Return without any change the lines of the entries below, from the line containing "Can you see the tree in" up to and including the line containing "column 222, row 582".

**DATA:**
[start]

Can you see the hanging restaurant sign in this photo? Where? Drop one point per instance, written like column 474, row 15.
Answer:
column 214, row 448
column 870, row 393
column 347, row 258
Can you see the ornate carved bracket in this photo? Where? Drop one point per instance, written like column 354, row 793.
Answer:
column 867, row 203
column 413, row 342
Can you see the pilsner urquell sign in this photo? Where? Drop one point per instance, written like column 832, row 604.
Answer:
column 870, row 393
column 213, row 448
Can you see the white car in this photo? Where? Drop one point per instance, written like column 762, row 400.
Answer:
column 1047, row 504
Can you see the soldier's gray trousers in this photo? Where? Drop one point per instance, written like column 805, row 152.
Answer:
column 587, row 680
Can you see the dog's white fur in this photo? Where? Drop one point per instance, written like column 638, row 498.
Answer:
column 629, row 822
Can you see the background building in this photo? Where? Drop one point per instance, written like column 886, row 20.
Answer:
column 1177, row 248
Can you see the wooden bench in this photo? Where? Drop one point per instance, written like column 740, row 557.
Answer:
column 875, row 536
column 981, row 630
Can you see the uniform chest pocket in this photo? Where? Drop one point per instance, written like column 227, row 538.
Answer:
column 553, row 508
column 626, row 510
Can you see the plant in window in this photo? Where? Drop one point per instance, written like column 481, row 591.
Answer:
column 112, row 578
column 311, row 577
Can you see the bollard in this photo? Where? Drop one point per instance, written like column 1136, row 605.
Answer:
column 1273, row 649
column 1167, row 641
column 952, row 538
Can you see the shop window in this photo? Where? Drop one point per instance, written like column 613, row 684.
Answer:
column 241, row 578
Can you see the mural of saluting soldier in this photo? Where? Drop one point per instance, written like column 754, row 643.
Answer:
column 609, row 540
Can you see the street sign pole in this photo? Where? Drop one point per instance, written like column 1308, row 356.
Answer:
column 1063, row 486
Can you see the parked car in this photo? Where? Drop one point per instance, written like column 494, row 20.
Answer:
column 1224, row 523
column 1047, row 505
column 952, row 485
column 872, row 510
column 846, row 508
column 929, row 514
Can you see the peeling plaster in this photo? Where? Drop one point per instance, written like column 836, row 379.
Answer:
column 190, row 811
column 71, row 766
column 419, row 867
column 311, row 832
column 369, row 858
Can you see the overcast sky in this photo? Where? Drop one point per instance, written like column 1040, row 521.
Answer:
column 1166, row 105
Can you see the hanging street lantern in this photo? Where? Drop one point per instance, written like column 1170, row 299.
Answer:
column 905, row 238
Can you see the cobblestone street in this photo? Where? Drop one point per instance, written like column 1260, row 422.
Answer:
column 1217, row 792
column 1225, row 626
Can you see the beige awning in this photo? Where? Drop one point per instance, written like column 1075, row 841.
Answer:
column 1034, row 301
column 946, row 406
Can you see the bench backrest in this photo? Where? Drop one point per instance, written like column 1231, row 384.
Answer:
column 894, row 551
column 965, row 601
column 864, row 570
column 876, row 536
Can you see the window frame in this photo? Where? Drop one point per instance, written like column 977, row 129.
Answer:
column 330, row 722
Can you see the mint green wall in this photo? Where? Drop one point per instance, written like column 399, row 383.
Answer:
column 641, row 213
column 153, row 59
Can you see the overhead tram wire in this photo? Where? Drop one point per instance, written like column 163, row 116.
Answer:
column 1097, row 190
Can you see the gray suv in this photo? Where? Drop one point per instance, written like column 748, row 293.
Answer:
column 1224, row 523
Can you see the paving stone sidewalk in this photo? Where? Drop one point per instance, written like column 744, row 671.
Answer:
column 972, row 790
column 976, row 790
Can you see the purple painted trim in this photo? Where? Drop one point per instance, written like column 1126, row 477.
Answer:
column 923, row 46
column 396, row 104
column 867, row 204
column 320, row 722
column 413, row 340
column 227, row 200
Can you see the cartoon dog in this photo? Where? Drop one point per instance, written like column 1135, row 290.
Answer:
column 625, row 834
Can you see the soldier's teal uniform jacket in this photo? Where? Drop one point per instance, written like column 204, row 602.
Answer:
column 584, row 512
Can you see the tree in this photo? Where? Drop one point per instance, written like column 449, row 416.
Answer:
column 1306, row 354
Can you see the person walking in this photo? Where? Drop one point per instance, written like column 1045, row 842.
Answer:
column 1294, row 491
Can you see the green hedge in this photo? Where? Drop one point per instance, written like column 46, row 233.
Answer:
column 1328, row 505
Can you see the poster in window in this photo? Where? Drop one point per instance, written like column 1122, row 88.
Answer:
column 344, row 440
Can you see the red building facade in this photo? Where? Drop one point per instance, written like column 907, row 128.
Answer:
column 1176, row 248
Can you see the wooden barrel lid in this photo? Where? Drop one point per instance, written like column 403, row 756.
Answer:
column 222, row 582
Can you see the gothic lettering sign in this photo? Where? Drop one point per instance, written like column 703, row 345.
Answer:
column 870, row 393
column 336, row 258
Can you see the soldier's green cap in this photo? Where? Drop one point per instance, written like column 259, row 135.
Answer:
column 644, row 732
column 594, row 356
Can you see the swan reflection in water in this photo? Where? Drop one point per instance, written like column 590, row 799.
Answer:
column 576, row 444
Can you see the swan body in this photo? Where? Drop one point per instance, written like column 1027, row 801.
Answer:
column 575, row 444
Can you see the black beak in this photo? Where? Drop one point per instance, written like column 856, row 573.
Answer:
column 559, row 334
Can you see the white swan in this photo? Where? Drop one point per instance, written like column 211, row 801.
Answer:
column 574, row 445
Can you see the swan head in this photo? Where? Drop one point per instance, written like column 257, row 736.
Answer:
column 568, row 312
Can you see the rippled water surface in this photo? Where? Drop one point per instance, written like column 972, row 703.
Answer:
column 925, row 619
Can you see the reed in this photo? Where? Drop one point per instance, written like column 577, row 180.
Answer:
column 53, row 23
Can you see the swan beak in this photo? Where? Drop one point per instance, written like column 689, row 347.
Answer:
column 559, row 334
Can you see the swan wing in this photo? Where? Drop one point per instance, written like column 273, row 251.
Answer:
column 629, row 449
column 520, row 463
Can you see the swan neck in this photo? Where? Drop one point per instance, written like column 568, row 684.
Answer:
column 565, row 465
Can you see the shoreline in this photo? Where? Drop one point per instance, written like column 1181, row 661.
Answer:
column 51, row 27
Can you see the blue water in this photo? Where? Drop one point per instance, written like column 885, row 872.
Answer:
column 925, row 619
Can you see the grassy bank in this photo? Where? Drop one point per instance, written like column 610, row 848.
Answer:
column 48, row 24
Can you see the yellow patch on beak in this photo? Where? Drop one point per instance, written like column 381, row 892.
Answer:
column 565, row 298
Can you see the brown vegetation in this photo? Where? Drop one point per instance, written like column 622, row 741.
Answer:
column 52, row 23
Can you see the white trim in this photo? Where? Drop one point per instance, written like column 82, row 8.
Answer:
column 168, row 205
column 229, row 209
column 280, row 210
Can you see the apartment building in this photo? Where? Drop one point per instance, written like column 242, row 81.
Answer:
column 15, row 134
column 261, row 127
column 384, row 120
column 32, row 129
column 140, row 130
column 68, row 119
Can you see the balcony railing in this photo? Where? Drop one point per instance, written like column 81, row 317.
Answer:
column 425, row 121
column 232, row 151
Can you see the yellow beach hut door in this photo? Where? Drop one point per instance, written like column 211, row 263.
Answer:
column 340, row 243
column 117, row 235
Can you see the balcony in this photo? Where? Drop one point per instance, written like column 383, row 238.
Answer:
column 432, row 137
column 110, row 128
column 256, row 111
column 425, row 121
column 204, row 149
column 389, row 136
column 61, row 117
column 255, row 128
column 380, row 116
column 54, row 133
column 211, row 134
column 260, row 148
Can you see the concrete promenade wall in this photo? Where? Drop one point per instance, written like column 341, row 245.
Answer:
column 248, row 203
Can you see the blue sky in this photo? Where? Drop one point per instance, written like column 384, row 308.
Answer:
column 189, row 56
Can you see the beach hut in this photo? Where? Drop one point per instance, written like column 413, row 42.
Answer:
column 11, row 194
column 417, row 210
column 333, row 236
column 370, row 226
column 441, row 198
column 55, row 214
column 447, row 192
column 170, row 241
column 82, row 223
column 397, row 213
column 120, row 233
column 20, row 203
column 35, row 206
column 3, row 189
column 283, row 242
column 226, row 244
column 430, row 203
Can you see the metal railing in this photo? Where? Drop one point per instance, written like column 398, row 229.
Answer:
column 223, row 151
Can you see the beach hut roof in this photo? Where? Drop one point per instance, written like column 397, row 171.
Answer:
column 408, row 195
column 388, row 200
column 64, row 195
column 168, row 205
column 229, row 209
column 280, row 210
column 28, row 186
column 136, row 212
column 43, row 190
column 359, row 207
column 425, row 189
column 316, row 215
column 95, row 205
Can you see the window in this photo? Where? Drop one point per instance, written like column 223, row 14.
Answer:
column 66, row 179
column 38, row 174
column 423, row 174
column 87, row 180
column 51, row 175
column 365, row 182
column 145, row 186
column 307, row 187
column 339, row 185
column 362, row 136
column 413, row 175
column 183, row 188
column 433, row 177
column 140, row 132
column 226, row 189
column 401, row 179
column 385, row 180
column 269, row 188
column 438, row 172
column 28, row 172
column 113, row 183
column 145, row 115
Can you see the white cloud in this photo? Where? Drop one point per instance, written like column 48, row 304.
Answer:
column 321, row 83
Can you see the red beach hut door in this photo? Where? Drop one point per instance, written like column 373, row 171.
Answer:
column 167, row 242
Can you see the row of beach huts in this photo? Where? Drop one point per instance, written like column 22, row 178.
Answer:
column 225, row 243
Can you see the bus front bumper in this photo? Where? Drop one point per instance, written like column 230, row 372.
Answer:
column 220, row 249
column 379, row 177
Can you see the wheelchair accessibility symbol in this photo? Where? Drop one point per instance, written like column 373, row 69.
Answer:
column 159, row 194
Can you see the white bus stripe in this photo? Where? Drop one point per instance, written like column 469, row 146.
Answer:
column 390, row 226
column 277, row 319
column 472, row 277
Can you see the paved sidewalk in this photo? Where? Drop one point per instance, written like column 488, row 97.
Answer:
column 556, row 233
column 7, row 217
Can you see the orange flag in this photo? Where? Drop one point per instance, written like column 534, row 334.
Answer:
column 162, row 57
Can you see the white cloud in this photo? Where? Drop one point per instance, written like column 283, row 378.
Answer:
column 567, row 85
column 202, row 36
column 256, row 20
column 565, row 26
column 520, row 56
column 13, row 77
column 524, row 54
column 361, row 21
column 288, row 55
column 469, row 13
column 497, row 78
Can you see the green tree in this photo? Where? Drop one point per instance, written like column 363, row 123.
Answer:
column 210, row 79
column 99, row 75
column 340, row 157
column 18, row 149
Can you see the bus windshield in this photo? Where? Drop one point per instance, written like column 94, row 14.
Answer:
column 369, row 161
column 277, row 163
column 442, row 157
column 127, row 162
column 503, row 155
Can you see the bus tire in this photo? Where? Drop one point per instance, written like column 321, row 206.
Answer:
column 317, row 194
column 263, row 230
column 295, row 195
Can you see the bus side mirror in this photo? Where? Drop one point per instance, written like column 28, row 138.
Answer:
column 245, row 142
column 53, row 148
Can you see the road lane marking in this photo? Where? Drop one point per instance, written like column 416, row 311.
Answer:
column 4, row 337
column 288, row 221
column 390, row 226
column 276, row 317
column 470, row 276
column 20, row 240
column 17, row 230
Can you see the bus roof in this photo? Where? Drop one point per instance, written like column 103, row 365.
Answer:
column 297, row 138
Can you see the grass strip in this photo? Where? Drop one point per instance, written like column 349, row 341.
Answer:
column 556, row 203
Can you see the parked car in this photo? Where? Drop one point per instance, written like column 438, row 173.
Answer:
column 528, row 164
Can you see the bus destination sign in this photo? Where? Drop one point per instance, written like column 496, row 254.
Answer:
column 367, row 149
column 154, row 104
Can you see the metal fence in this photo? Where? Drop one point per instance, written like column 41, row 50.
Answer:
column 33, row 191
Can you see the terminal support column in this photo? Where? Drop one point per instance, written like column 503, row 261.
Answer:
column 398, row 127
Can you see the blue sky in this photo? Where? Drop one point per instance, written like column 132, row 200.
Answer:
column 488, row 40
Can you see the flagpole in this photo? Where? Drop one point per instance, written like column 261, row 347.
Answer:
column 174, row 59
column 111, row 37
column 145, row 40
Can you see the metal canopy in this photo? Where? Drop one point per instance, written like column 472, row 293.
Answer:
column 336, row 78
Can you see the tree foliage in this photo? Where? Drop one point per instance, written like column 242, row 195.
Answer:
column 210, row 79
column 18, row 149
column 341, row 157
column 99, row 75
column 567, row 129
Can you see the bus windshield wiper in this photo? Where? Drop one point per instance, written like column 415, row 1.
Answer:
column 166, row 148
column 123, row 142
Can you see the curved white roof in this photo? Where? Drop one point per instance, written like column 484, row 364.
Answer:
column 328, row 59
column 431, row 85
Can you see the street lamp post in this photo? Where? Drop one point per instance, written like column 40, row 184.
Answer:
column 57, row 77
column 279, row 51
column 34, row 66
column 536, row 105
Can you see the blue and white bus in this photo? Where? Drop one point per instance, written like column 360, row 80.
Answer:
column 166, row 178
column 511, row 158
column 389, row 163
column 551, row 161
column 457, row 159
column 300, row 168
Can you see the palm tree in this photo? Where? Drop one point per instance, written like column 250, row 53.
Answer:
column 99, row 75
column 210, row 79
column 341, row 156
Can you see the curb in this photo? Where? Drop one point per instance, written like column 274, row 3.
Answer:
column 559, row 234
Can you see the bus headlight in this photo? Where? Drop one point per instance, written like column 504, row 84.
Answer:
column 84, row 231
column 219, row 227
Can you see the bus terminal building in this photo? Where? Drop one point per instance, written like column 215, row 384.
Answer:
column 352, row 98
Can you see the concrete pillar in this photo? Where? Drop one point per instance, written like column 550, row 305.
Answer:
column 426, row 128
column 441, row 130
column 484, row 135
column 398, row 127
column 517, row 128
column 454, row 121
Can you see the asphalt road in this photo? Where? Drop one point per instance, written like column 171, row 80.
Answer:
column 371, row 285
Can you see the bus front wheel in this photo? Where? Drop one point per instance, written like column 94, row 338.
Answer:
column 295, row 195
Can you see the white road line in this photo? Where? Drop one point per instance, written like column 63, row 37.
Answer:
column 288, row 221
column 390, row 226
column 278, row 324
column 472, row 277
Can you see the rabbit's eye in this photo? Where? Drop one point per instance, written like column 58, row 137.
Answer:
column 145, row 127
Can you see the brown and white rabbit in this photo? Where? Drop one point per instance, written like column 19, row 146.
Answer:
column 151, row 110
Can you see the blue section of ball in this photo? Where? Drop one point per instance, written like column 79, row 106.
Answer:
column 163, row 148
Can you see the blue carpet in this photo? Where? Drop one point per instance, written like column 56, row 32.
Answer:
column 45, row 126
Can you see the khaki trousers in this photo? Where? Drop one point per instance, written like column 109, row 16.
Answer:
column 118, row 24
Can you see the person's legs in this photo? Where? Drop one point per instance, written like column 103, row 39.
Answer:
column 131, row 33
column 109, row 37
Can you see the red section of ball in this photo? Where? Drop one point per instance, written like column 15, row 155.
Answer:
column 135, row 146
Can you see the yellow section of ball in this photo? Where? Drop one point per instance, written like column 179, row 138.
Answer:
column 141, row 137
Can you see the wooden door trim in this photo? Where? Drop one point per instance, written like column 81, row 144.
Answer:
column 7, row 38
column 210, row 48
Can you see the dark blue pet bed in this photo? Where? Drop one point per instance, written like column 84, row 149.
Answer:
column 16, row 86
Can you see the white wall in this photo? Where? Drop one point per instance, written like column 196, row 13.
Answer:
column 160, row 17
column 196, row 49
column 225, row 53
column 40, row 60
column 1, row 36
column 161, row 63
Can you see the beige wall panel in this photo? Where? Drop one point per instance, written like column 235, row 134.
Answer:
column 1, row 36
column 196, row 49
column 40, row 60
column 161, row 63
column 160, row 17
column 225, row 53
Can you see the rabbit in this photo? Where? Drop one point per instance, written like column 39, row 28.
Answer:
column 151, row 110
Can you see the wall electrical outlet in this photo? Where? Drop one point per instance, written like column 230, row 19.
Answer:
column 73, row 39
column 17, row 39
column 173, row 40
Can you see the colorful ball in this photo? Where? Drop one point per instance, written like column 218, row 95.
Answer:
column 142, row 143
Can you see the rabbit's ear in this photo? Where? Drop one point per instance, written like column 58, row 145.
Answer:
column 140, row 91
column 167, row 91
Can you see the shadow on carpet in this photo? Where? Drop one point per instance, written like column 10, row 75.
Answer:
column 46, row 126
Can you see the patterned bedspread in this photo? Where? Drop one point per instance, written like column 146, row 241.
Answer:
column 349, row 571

[end]

**RESULT FOR THIS TASK:**
Can you see the tree in this photo? Where? Drop one point per instance, written like column 449, row 416.
Answer:
column 1306, row 354
Can you see the person walking in this photo? Where? Drop one point per instance, written like column 1045, row 842.
Answer:
column 1294, row 491
Can you see the green hedge in this photo? Where? Drop one point per instance, written like column 46, row 233.
Answer:
column 1328, row 505
Can you see the poster in window in this photo? Where? Drop one point per instance, written like column 1122, row 88.
Answer:
column 344, row 440
Can you see the red building facade in this photo? Where? Drop one point per instance, written like column 907, row 128.
Answer:
column 1176, row 248
Can you see the wooden barrel lid in this photo? Where? Drop one point per instance, written like column 403, row 756.
Answer:
column 222, row 582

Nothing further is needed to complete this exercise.